*Task to carry out*:
Please locate every line in the data below that contains the string "woman" and copy each such line. Case counts.

*Image entries on named regions*:
=-=-=-=-=
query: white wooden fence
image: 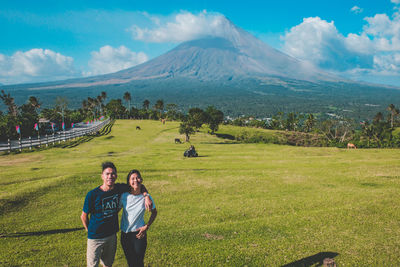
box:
[0,118,110,152]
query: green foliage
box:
[105,99,126,119]
[187,108,207,131]
[205,106,224,134]
[179,120,196,142]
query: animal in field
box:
[323,258,336,267]
[183,145,199,158]
[347,143,357,149]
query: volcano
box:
[2,15,400,117]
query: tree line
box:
[227,104,400,148]
[0,90,224,141]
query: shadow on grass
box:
[0,227,85,238]
[215,134,235,140]
[282,252,339,267]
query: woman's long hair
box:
[126,169,142,185]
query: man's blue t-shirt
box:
[83,184,129,239]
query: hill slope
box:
[0,121,400,266]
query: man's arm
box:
[136,208,157,239]
[81,211,89,232]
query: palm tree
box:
[0,90,18,118]
[143,99,150,110]
[305,113,316,132]
[154,99,164,118]
[28,96,40,110]
[374,112,383,123]
[387,104,399,128]
[97,95,104,115]
[100,91,107,102]
[124,92,132,112]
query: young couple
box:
[81,162,157,267]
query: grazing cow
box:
[347,143,357,149]
[183,145,199,158]
[323,258,336,267]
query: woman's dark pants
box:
[121,231,147,267]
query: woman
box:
[120,170,157,267]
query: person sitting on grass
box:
[81,162,152,267]
[120,170,157,267]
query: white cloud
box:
[283,17,373,71]
[350,6,364,14]
[86,45,148,76]
[129,11,228,43]
[282,7,400,84]
[0,48,77,84]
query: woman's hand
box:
[136,224,149,239]
[144,194,153,211]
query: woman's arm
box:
[81,211,89,232]
[136,209,157,239]
[140,184,153,211]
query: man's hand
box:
[144,194,153,211]
[136,224,149,239]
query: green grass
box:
[0,121,400,266]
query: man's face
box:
[101,168,117,187]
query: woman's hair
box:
[101,161,117,172]
[126,169,142,185]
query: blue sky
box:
[0,0,400,86]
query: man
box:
[81,162,152,267]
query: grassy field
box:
[0,121,400,266]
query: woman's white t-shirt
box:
[119,192,156,233]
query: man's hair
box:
[126,170,142,184]
[101,161,117,172]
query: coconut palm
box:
[387,104,399,128]
[124,92,132,112]
[0,90,18,118]
[143,99,150,110]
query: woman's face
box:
[129,173,142,188]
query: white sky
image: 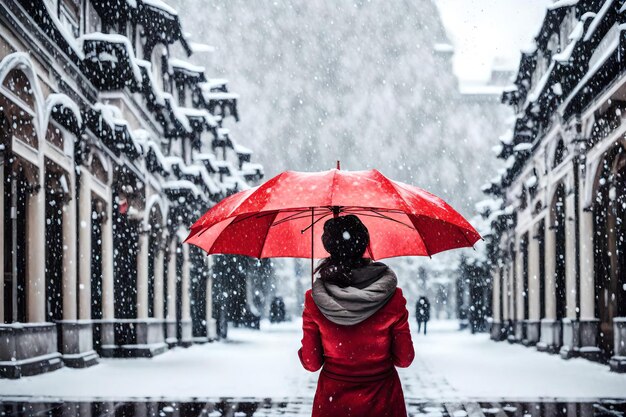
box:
[435,0,553,83]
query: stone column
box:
[528,226,541,321]
[78,171,92,320]
[181,245,191,320]
[579,210,601,360]
[0,151,3,323]
[545,221,556,320]
[491,267,504,340]
[513,238,525,322]
[102,202,115,320]
[513,236,525,342]
[526,226,543,345]
[565,194,578,319]
[63,187,78,320]
[537,216,561,352]
[165,240,177,343]
[580,210,595,320]
[502,263,513,325]
[26,180,46,323]
[559,193,580,359]
[491,267,504,323]
[154,247,164,319]
[137,228,148,319]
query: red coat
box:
[298,288,415,417]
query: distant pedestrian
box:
[270,297,285,323]
[415,297,430,334]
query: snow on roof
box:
[552,20,585,63]
[550,83,563,96]
[93,102,126,129]
[189,42,215,53]
[46,93,83,126]
[233,143,253,155]
[241,162,265,175]
[561,24,626,113]
[548,0,578,10]
[161,180,204,198]
[217,127,230,140]
[193,153,219,171]
[513,142,533,152]
[133,133,172,172]
[499,129,513,145]
[524,175,537,188]
[459,84,504,96]
[142,0,178,16]
[163,155,185,169]
[181,164,221,194]
[42,1,85,59]
[168,58,205,73]
[474,198,504,213]
[179,107,218,127]
[78,32,142,83]
[163,93,193,133]
[215,160,235,175]
[433,43,454,52]
[527,61,554,102]
[583,0,614,42]
[224,175,250,191]
[203,90,239,101]
[136,59,165,106]
[199,78,228,92]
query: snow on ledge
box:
[168,58,206,73]
[142,0,178,16]
[46,93,83,126]
[77,32,142,83]
[548,0,578,10]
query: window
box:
[59,0,80,38]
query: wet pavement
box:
[0,398,626,417]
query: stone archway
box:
[550,183,567,320]
[593,146,626,356]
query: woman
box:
[298,215,415,417]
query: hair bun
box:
[322,214,370,260]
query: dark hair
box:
[315,214,370,287]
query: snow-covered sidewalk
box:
[0,322,626,401]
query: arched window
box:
[519,186,528,210]
[552,139,567,168]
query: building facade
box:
[484,0,626,372]
[0,0,263,378]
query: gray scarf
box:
[312,262,398,326]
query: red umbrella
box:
[186,169,480,282]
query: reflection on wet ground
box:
[0,399,626,417]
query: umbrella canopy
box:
[186,169,480,260]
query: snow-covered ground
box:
[0,322,626,401]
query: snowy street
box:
[0,321,626,403]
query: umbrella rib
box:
[272,209,332,226]
[409,216,433,259]
[359,209,413,229]
[300,212,332,233]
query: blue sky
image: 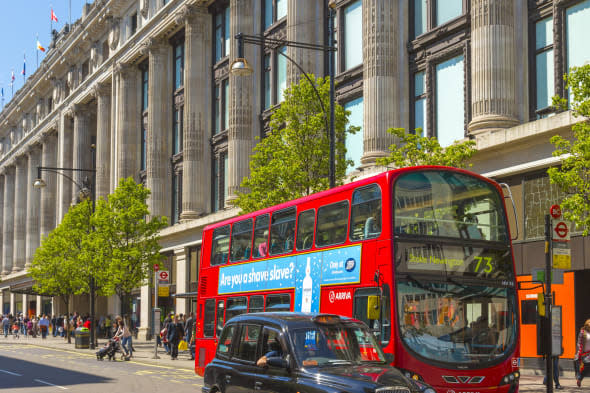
=-=-=-=-=
*Reply*:
query: woman's long hair
query: woman's dark pants
query: woman
query: woman's hand
query: woman's arm
query: woman's hair
query: woman's white t-shirt
query: woman's face
query: woman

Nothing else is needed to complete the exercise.